Text provided:

☆ ☆ ☆

CCNA/CCNP/MCITP/etc are a more practical, direct route to a job.  You also don't need to spend anywhere close to 3-4 years training, rather than getting on the job experience.
 
But if coding floats your boat, go nuts.

#4 Posted by MordeaniisChaos (5730 posts) -

What, the Jedi Academy wasn't enough for you?

#5 Posted by Shivoa (618 posts) -

Do what you enjoy (and are good at/show a talent for). Network guys and coders are different beasts, although some people combine both, so you should be able to clearly look at the two camps and work out which you'd be happier doing. If you're good and if you're passionate them both should provide access to good employment options. Hell, tech support is still a thriving industry (which feeds into the network/server admin graduate roles) if you want to try and get paid while you learn your way into a good job (and don't mind an endless pile of teaching requests like showing admin how to do a mail merge).

#6 Posted by GERALTITUDE (3179 posts) -

What does your soul burn for?

The rough part about IT is the customer service aspect. No thanks.

#7 Posted by Patman99 (1572 posts) -

Ah man, you are just going to leave the BA in Linguistics. Noam Chomsky is super pissed right now.

#8 Posted by Hunkulese (2694 posts) -
@Patman99

Ah man, you are just going to leave the BA in Linguistics. Noam Chomsky is super pissed right now.

I know right?

Why not continue on in a Masters program?
#9 Posted by mosdl (3228 posts) -

IT jobs are hot right now (especially here in Silicon Valley, clouds need IT), not sure how long that will continue.

#10 Posted by Patman99 (1572 posts) -

@Hunkulese: You being serious? (just wondering if my sarcasm detector is working or not).

#11 Edited by TyCobb (1960 posts) -

If you haven't coded before and/or don't understand the basics of OOP by now then you may want to stick with networking. I am not saying you couldn't do it, but it is kind of late to start and the problem I have seen nowadays is that companies are very picky with coders. But it also depends on how much money you are asking. Companies looking for in-house programmers are smart -- they look for work experience over education. You can't imagine how many people I have seen turned down or fired with 4 years of college for supposedly learning how to program to have someone with 2 years of work experience kick their ass at the job.

Now I am not saying you won't get a job, but you can't come out of college and immediately ask for $60k anymore. You'll need to find a company looking for junior positions that is low paying, but gets you the work experience. I never went to college, but my 7 years of straight work experience with different jobs trumps a college degree.

☆ ☆ ☆

Given entries:

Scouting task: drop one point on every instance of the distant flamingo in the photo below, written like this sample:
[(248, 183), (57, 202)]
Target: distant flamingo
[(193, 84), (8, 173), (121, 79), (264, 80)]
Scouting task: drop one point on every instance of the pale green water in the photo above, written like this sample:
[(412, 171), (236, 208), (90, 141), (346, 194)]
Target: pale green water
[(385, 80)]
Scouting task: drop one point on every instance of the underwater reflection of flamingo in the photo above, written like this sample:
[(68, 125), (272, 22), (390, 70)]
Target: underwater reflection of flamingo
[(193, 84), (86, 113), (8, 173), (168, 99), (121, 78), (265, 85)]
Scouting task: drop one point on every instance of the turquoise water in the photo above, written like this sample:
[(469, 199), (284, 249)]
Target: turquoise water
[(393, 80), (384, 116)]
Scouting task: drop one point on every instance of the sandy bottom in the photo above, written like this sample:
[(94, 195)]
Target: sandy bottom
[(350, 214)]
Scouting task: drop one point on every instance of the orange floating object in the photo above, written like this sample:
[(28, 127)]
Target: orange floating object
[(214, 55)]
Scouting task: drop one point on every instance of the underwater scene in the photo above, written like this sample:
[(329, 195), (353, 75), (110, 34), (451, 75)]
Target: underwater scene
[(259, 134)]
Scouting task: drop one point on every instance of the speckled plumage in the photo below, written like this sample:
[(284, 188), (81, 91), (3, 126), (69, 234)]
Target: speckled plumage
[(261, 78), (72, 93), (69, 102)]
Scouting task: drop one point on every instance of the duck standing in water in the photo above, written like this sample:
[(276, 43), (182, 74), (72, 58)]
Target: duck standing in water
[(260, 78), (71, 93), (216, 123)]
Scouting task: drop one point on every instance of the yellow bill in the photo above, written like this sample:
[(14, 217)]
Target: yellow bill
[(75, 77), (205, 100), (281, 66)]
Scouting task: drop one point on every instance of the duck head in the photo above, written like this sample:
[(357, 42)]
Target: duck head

☆ ☆ ☆

Problem description: Reproduce verbatim the passage of the IT career forum thread between "Now I am not" and "a college degree.", inclusive.

The reply:
Now I am not saying you won't get a job, but you can't come out of college and immediately ask for $60k anymore. You'll need to find a company looking for junior positions that is low paying, but gets you the work experience. I never went to college, but my 7 years of straight work experience with different jobs trumps a college degree.